* 本文抜粋:
━━━
昨年10月時点の大学発ベンチャーは最多の3306社

 2021年10月時点での大学発ベンチャー数は3306社と、2020年度で確認された2905社から401社増加し、企業数及び増加数ともに過去最多を記録したことが、経済産業省がこのほど公表した「2021年度大学発ベンチャー実態等調査」結果で明らかになった。また、大学発ベンチャーの企業情報を公開している「大学発ベンチャーデータベース」についても、本年度の調査結果を踏まえて更新している。

 大学発ベンチャーは、大学等における革新的な研究成果をもとに、経済社会にイノベーションをもたらす担い手として期待されている。大学別の大学発ベンチャー企業数をみると、引き続き「東京大学」が329社で最も多いものの、「京都大学」(242社)、「大阪大学」(180社)、「筑波大学」(178社)、「慶應義塾大学」(175社)など他大学の伸びも目立ち、多くの大学がベンチャー創出に力を入れていることがうかがえる。
━━━
* 記録データ:

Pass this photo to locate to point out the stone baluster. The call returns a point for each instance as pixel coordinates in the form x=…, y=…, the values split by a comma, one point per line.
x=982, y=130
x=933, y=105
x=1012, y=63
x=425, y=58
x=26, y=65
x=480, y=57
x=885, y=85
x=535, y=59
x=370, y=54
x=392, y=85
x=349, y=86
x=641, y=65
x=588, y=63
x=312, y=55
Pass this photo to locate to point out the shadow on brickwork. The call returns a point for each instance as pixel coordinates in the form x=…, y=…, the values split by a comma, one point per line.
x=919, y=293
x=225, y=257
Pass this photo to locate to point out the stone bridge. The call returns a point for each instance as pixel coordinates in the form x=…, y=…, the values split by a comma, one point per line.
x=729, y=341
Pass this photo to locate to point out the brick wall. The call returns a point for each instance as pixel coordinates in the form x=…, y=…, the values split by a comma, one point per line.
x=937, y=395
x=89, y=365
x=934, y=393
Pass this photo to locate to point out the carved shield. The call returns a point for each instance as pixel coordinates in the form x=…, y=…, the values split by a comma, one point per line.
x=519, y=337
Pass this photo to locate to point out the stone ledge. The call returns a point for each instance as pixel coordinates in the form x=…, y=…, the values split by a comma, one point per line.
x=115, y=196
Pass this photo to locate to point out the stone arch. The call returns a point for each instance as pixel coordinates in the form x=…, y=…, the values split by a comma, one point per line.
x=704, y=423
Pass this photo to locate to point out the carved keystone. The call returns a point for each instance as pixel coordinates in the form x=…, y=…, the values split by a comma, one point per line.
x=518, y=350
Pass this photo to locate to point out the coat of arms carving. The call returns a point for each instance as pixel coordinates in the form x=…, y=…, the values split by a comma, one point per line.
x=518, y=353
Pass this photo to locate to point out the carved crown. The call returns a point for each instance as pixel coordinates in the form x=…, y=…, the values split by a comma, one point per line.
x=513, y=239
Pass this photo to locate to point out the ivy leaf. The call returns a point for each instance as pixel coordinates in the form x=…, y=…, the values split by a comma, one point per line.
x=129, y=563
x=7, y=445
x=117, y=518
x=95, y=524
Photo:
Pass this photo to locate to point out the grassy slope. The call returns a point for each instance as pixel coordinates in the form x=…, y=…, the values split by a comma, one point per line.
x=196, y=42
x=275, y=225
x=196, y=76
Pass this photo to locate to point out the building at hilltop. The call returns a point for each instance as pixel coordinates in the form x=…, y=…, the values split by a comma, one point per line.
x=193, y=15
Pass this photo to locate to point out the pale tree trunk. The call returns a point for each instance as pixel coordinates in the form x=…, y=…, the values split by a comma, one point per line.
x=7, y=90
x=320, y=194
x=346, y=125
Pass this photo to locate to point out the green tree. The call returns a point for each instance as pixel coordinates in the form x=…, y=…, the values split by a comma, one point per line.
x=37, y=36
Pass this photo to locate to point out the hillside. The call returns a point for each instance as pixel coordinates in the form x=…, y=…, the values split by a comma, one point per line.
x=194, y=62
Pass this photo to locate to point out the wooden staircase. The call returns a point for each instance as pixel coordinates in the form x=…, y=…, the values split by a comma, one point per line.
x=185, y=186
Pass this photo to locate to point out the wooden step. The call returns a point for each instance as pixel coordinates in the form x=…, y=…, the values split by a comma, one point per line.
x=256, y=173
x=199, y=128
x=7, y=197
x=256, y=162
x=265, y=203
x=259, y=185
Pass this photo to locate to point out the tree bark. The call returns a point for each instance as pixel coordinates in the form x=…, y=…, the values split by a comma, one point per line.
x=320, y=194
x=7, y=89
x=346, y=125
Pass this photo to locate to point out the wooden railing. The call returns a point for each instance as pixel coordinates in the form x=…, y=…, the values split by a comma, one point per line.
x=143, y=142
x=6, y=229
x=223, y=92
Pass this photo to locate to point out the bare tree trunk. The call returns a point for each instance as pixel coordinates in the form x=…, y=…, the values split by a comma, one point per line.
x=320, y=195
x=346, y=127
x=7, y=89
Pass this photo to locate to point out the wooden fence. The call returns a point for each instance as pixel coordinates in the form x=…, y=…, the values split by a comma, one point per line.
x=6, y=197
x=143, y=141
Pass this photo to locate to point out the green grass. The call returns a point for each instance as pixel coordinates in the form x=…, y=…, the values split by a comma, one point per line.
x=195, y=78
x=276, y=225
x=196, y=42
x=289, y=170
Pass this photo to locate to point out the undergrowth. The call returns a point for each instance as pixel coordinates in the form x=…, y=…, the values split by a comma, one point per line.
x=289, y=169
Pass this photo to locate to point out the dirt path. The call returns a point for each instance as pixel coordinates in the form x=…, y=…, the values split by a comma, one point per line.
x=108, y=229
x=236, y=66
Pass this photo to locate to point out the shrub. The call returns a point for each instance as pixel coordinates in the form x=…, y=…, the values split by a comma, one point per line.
━━━
* 確認問題:
a) 次の(i)〜(iii)が本文の内容と合っているかどうかを、それぞれ「はい」か「いいえ」で答え、判断の根拠となる本文の語句をそのまま引用してください。(i) 2021年10月時点の大学発ベンチャー数は3306社である。(ii) 大学別の大学発ベンチャー企業数が最も多いのは京都大学である。(iii) 2020年度に確認された大学発ベンチャー数は2905社である。
b) 本文によると、筑波大学の大学発ベンチャー企業数は何社ですか。
c) 本文から、「昨年10月時点の大学発ベンチャーは最多の3306社」で始まり「入れていることがうかがえる。」で終わる部分をそのまま抜き出してください。
記録データはここでは使いません。

* 解答:
a)
(i) はい。『2021年10月時点での大学発ベンチャー数は3306社』
(ii) いいえ。『「東京大学」が329社で最も多いものの』
(iii) はい。『2020年度で確認された2905社』

b) 筑波大学の大学発ベンチャー企業数は178社です。

c)
昨年10月時点の大学発ベンチャーは最多の3306社

 2021年10月時点での大学発ベンチャー数は3306社と、2020年度で確認された2905社から401社増加し、企業数及び増加数ともに過去最多を記録したことが、経済産業省がこのほど公表した「2021年度大学発ベンチャー実態等調査」結果で明らかになった。また、大学発ベンチャーの企業情報を公開している「大学発ベンチャーデータベース」についても、本年度の調査結果を踏まえて更新している。

 大学発ベンチャーは、大学等における革新的な研究成果をもとに、経済社会にイノベーションをもたらす担い手として期待されている。大学別の大学発ベンチャー企業数をみると、引き続き「東京大学」が329社で最も多いものの、「京都大学」(242社)、「大阪大学」(180社)、「筑波大学」(178社)、「慶應義塾大学」(175社)など他大学の伸びも目立ち、多くの大学がベンチャー創出に力を入れていることがうかがえる。